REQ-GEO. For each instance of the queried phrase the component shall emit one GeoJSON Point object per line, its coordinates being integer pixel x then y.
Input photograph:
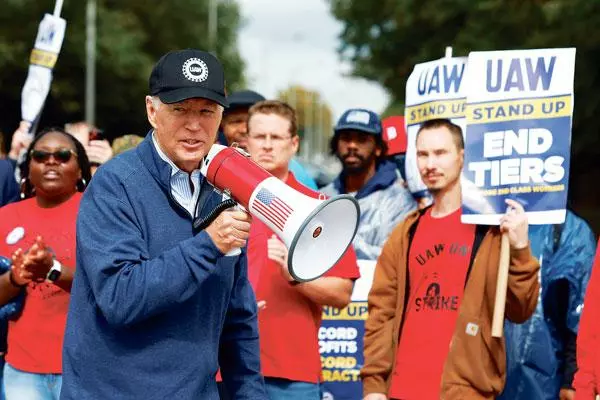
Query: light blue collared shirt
{"type": "Point", "coordinates": [180, 182]}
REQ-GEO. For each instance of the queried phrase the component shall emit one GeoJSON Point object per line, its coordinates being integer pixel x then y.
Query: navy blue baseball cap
{"type": "Point", "coordinates": [186, 74]}
{"type": "Point", "coordinates": [244, 99]}
{"type": "Point", "coordinates": [359, 119]}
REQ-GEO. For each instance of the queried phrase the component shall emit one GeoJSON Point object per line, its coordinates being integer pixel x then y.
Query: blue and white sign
{"type": "Point", "coordinates": [519, 116]}
{"type": "Point", "coordinates": [434, 90]}
{"type": "Point", "coordinates": [48, 43]}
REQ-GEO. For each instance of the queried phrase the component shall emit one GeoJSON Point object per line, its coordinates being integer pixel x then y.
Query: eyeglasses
{"type": "Point", "coordinates": [262, 138]}
{"type": "Point", "coordinates": [60, 155]}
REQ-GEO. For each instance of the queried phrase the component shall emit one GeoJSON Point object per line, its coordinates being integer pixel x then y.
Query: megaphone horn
{"type": "Point", "coordinates": [317, 232]}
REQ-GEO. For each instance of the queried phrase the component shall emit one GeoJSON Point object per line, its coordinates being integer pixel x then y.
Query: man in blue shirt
{"type": "Point", "coordinates": [156, 306]}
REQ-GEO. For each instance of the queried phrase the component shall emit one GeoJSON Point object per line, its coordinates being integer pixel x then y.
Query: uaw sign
{"type": "Point", "coordinates": [519, 116]}
{"type": "Point", "coordinates": [434, 90]}
{"type": "Point", "coordinates": [48, 43]}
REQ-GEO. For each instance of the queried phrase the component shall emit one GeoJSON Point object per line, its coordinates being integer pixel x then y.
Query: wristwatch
{"type": "Point", "coordinates": [55, 271]}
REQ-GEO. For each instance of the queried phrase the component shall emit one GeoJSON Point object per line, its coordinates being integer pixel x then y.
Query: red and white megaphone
{"type": "Point", "coordinates": [317, 232]}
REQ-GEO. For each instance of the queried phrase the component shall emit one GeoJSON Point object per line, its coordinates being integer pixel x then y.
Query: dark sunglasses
{"type": "Point", "coordinates": [61, 155]}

========

> WRITTEN EXERCISE: Copy the whole listing above word for word but do not carry over the pictures.

> RESULT OF THIS TASK:
REQ-GEO. For each instance of the queried phrase the component shall emit one GeoJSON Point object per line, its coordinates being integer pixel x then y.
Input photograph:
Query: light blue collared shirt
{"type": "Point", "coordinates": [180, 182]}
REQ-GEO. For each instance of the queried phrase the component shall emit one GeoJSON Point object per line, its coordinates being integer pixel x then y.
Query: navy blue baseball cap
{"type": "Point", "coordinates": [186, 74]}
{"type": "Point", "coordinates": [244, 99]}
{"type": "Point", "coordinates": [359, 119]}
REQ-GEO. For each instance of the queried phrase the component shall emit one GeoJSON Point object per line, its coordinates being integer pixel x then y.
Query: blue and white sign
{"type": "Point", "coordinates": [519, 116]}
{"type": "Point", "coordinates": [434, 90]}
{"type": "Point", "coordinates": [48, 43]}
REQ-GEO. For each instance of the queried phrase the component shall emit one GeoJSON Point object per line, its coordinates being integer pixel x then y.
Query: eyeglasses
{"type": "Point", "coordinates": [262, 138]}
{"type": "Point", "coordinates": [60, 155]}
REQ-GEO. For each instance of the queried phrase the component shall emit one GeoJSON Point object per line, its coordinates being integer pixel x then y.
Query: megaphone horn
{"type": "Point", "coordinates": [317, 232]}
REQ-GEO. For each instance of the queried phrase the component shall emit one GeoJSON Point object per line, its coordinates being integer pixel x then y.
Query: man in blue shirt
{"type": "Point", "coordinates": [156, 306]}
REQ-GEO. For each instance of the queried phrase the component shall emit one GeoJSON Point object per line, its coordinates being integer pixel x then y.
Query: uaw sign
{"type": "Point", "coordinates": [519, 116]}
{"type": "Point", "coordinates": [434, 90]}
{"type": "Point", "coordinates": [48, 43]}
REQ-GEO. For each instance of the queried phrase the component shall emit one GeoJSON Point object per line, its coordinates being integer pixel x then y.
Query: wristwatch
{"type": "Point", "coordinates": [55, 271]}
REQ-GEO. For each instance of the queried phrase the component shall emit one GeoJSON Point object per line, its coordinates being integer pixel x then y.
Query: red and white megaphone
{"type": "Point", "coordinates": [317, 232]}
REQ-GEO. For each instance of the queried phrase the component shall emit one GeoJSON Point object per line, its coordinates being integer pixel x then y.
Query: dark sunglasses
{"type": "Point", "coordinates": [61, 155]}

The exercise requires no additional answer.